Directive:
In the forum post below, what did the husband make the older son do after calling him a disrespectful brat?

Excerpt provided:
● ● ● ● ●
# What should I do?



## angerhurts (Sep 10, 2009)

I posted earlier telling that my husband's anger is out of control. He flies off the handle for everything. Last night I was not home and he was taking care of the evening routine with dinner and kids bedtimes. My kids reported to me this morning that my husband got in a huge fight with my older son over something so silly. they said that my son was putting his dish in the dishwasher and got in the way of my husband who was also loading dishes and because my son was in the way, he yelled at him. my son struck back and as a reslult was accuesed of being a disrespctful brat and my husband made my son clean the entire kitchen as a result. my son needed to get to sleep for school the next day not do chores for getting in the way.
my husband and i have not spoken much in the last week and i am so upset that he took the only opportunity to get in a fight with our son on a night that I was not there to protect him. I swear that my husband has a huge axe to grind with our son and I fear it will escalate to destruction with violence, police and someone going to jail.
● ● ● ● ●
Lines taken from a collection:

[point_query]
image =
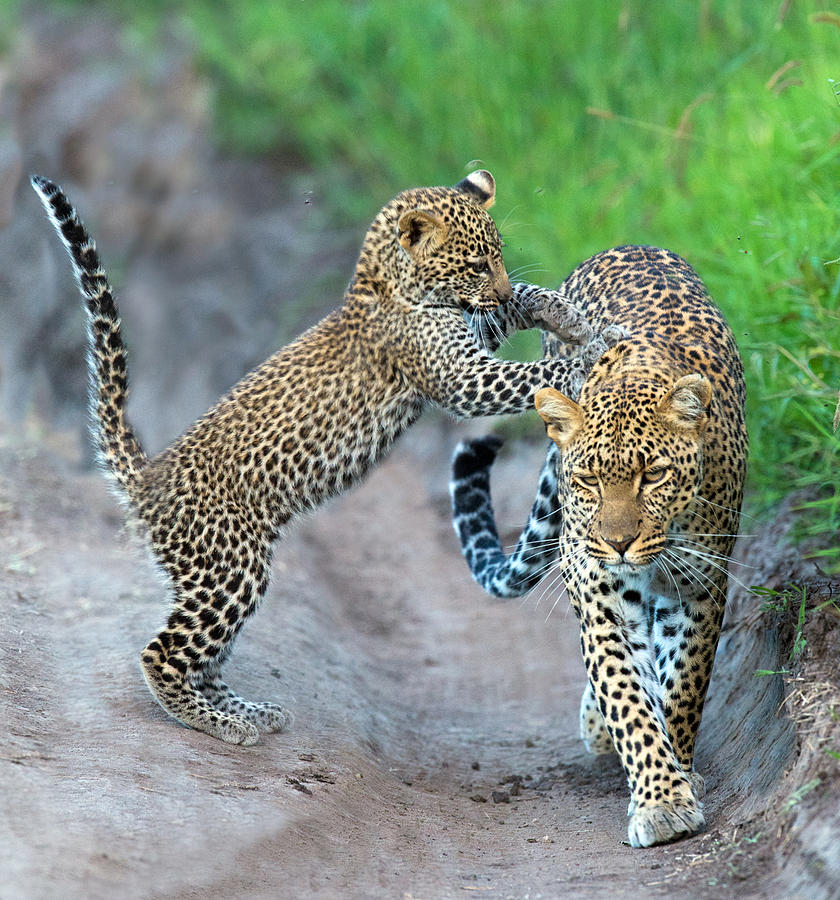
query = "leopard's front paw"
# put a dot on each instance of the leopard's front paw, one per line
(553, 312)
(650, 825)
(614, 333)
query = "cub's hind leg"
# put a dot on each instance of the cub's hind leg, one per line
(218, 564)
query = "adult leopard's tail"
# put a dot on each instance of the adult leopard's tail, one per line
(116, 445)
(475, 524)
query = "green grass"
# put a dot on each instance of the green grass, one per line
(711, 128)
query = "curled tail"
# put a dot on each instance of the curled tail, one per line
(116, 445)
(475, 525)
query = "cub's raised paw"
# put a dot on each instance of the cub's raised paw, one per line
(650, 825)
(612, 334)
(556, 314)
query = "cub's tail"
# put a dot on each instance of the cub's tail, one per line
(117, 447)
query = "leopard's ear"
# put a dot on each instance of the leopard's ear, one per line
(686, 405)
(421, 232)
(481, 185)
(562, 415)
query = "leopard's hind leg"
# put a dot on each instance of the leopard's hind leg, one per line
(218, 565)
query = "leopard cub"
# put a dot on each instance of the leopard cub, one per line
(311, 420)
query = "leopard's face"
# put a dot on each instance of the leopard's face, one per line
(452, 245)
(631, 462)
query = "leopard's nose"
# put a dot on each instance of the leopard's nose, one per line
(621, 545)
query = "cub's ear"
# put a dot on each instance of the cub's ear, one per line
(481, 185)
(421, 232)
(562, 415)
(686, 405)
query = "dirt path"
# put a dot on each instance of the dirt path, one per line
(416, 699)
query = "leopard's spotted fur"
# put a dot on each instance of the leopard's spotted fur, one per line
(310, 421)
(644, 490)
● ● ● ● ●
Final result:
Clean the entire kitchen.